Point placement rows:
— start —

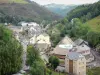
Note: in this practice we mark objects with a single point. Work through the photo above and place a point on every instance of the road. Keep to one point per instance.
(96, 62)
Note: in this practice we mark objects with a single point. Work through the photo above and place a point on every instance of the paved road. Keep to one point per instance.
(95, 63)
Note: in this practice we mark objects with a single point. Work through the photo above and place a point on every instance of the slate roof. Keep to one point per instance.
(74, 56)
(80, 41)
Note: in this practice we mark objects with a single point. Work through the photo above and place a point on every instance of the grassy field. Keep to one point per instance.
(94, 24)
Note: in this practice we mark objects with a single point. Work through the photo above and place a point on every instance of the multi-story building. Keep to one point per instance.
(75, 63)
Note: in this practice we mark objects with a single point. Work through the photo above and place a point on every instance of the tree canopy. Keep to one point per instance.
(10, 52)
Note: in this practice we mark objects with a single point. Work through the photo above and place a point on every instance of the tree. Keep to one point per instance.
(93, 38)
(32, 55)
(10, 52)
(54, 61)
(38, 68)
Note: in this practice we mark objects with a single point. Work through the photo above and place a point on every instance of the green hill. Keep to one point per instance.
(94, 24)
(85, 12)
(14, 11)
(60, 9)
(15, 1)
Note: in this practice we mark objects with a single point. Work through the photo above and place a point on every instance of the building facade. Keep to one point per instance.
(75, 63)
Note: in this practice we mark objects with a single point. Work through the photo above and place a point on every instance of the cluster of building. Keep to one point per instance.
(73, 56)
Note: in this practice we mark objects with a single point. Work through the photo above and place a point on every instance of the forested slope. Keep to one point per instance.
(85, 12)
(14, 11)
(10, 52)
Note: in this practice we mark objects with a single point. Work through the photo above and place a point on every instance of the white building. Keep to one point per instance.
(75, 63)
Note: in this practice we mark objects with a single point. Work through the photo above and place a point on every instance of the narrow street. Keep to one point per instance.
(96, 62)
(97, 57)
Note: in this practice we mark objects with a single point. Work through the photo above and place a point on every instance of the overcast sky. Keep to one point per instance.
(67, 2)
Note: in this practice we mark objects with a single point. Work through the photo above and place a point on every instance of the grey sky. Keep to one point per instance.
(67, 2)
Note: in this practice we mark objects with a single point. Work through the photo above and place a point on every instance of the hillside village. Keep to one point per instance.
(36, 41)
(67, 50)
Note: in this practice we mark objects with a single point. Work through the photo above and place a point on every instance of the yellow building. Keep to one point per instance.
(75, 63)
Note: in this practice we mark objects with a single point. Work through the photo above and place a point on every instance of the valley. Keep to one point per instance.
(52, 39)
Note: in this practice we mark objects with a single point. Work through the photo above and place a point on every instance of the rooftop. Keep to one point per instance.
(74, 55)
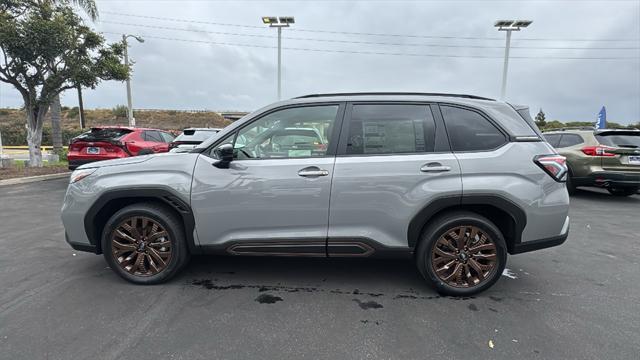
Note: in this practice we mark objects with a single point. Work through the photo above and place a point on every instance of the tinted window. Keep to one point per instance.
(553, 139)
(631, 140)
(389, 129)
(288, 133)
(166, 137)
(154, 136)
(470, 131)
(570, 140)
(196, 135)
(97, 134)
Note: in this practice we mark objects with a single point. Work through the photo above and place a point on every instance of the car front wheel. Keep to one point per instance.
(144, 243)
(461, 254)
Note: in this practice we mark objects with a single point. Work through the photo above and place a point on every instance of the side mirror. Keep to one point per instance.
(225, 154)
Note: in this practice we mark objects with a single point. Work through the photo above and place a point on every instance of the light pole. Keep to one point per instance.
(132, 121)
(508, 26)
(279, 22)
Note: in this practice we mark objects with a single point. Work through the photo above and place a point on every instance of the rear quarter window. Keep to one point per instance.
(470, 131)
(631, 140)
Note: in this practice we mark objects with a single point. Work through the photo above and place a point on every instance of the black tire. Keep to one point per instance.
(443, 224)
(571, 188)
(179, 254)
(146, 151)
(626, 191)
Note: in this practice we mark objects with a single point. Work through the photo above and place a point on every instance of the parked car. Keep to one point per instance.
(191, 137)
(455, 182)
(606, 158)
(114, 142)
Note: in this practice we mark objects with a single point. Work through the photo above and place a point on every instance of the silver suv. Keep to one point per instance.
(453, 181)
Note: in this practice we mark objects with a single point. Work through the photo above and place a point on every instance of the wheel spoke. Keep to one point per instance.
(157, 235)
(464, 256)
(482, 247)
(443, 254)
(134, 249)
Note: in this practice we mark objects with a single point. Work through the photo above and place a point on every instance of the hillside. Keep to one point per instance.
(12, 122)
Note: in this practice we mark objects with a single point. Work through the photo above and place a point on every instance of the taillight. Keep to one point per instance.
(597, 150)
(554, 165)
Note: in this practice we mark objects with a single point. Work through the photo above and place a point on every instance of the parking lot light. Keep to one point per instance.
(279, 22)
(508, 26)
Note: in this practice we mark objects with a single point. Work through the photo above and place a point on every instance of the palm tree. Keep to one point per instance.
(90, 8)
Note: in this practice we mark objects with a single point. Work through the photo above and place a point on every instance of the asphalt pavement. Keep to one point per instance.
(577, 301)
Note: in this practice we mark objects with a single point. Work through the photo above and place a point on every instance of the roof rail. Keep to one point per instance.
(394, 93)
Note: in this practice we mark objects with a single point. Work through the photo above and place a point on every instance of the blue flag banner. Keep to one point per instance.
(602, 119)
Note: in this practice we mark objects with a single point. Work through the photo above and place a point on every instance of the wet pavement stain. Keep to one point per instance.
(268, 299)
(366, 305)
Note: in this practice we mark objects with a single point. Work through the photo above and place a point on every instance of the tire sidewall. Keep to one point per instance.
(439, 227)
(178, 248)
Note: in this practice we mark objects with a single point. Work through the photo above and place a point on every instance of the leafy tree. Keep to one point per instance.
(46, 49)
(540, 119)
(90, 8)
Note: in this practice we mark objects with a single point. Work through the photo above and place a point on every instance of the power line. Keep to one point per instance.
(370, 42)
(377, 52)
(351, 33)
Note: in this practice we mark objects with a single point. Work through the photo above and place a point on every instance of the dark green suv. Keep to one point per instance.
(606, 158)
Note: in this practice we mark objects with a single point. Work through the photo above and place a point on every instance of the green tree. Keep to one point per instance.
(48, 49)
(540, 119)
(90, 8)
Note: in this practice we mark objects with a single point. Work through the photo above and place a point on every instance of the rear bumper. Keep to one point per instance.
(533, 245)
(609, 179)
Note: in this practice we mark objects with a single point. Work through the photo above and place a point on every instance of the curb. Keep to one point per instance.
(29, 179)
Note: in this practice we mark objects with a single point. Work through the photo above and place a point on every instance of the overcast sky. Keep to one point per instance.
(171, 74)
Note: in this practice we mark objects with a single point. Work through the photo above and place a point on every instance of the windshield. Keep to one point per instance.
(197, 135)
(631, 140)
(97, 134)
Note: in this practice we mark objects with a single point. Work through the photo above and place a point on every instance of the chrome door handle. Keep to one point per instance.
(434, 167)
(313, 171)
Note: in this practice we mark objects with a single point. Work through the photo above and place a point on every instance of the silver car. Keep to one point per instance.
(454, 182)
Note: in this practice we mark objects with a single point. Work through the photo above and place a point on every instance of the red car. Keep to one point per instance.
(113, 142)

— end —

Change "overcast sky" to "cloudy sky" in the stretch from the line containing "curb. Keep to one point per instance." through the end of the rows, leaving everything else unchanged, and give only those lines.

### TASK OUTPUT
Note: in this practice we mark objects with a single point. Work through the photo above and place a point on every instance of the curb. Keep to one point per instance.
(29, 179)
Note: in this practice we mark objects with a single point. Work through the photo above and place a point on every instance of the cloudy sky. Keep to one point per instance.
(171, 74)
Note: in this practice we mark objects with a single point. Work through the photo above and place a point on every instance of the windshield. Keep to one point per instance.
(197, 135)
(631, 140)
(97, 134)
Note: in this practice we mark objects with a single point. Work through the photo above and place a point on every instance of the chrome door handle. Keep to one point per instance.
(434, 167)
(313, 171)
Note: in this practice we mark objects with a single point. Work through the photo above and place a point on every instance of the silver car. Keep to one point per instance.
(454, 182)
Note: in this practice we mark objects with a single point. Work through the photo above and place a point on every instance of the red car. Keep to one point per instance.
(113, 142)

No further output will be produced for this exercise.